CONSIGNES DE L'EXERCICE.
(1) D'après le texte sur les places du village, en quelle année fut planté un arbre de la liberté au bas de la rue du Vallon de la Combe ?
(2) Reformulez plus brièvement le paragraphe du texte sur les places du village qui commence par « Le village se développant petit à petit », en conservant ses faits essentiels.
(3) Recopiez fidèlement le passage du texte sur les places du village qui va de « Les marchés, foires, fêtes » à « de la liberté. ».

____ PASSAGE DU TEXTE

Les marchés, foires, fêtes se tenaient jusqu'au XIX ème siècle sur la place de l'Eglise, c'était d'ailleurs la seule place aménagée du village. Mais depuis le creusement de la mine (1786) qui avait réduit (sans les annuler) les débordements du Vallon de la Combe, une autre place tendait à s'imposer, c'était derrière le clocher et l'église, le bas de la rue du Vallon de la Combe. Déjà dans la période révolutionnaire, c'est là qu'avait été planté (en 1792) un des arbres de la liberté.
La Place de l'Église vers 1900
La Place de l'Église vers 1900 - cliquer la photo pour agrandir
Le village se développant petit à petit et ayant besoin de place, la municipalité de ces années 1830 envisageait l'aménagement de ce lieu, d'autant que l'hôpital, possesseur d'un terrain à cet endroit, était prêt à le revendre. L'hôpital avait ainsi parmi ses possessions (venant le plus souvent de dons ou de legs de personnes charitables), entre la rue des Auberges et la rue de la boucherie “une maison, écurie, grenier à foin, bergerie et grande basse cour le tout attenant et clos de murs”. Mais ces constructions étaient vétustes et devenaient une charge pour l'hôpital car “il ne se présente jamais de concurrents lorsqu'il est question de l'affermer parce que dans l'état actuel il ne peut être destiné qu'à servir de boucherie (cela signifie ici «abattoir»), une masse de bâtiments aussi considérable et déjà à demi ruinés menace tous les jours l'hôpital d'une dépense qui absorberait tous ses revenus”.

________
____ EXTRAIT DE DONNÉES

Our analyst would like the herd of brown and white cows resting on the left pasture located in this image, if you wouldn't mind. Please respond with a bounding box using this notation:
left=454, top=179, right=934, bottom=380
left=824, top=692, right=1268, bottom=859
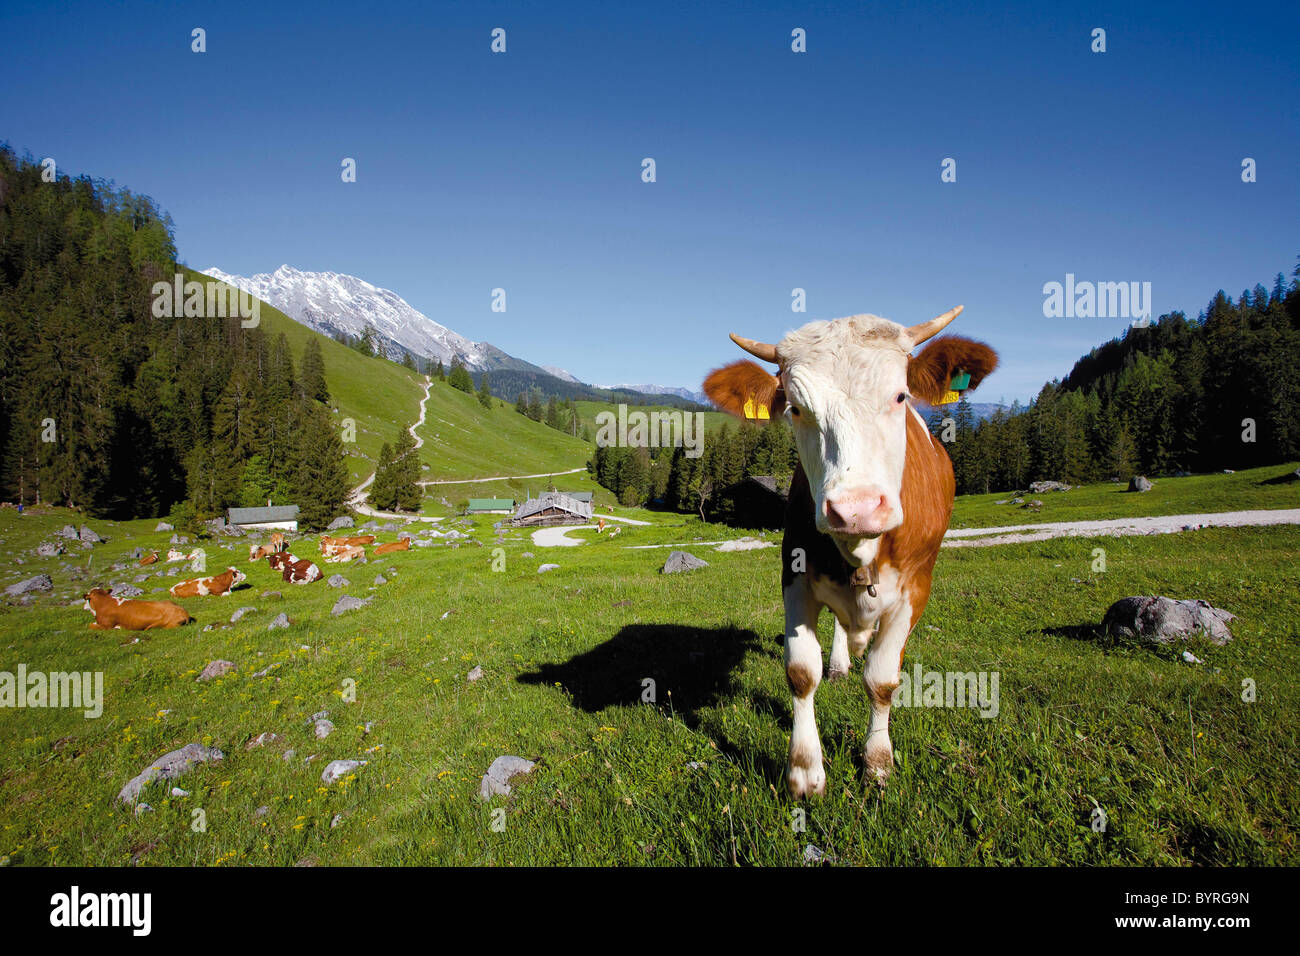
left=82, top=532, right=411, bottom=631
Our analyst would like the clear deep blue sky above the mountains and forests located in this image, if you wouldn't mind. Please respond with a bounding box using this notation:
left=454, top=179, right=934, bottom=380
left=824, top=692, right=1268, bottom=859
left=0, top=0, right=1300, bottom=401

________

RÉPONSES PAR CONSIGNE.
(1) En 1792.

(2) Dans les années 1830, le village grandissait et manquait de place. La municipalité envisageait donc d'aménager ce lieu, d'autant que l'hôpital, propriétaire d'un terrain à cet endroit, était prêt à le revendre. Entre la rue des Auberges et la rue de la boucherie, l'hôpital possédait, le plus souvent grâce à des dons ou à des legs, une maison, une écurie, un grenier à foin, une bergerie et une grande basse-cour, le tout attenant et clos de murs. Ces bâtiments vétustes et à demi ruinés ne pouvaient servir que d'abattoir. Ils ne trouvaient jamais de preneur lorsqu'il s'agissait de les affermer et menaçaient l'hôpital d'une dépense qui aurait absorbé tous ses revenus.

(3)
Les marchés, foires, fêtes se tenaient jusqu'au XIX ème siècle sur la place de l'Eglise, c'était d'ailleurs la seule place aménagée du village. Mais depuis le creusement de la mine (1786) qui avait réduit (sans les annuler) les débordements du Vallon de la Combe, une autre place tendait à s'imposer, c'était derrière le clocher et l'église, le bas de la rue du Vallon de la Combe. Déjà dans la période révolutionnaire, c'est là qu'avait été planté (en 1792) un des arbres de la liberté.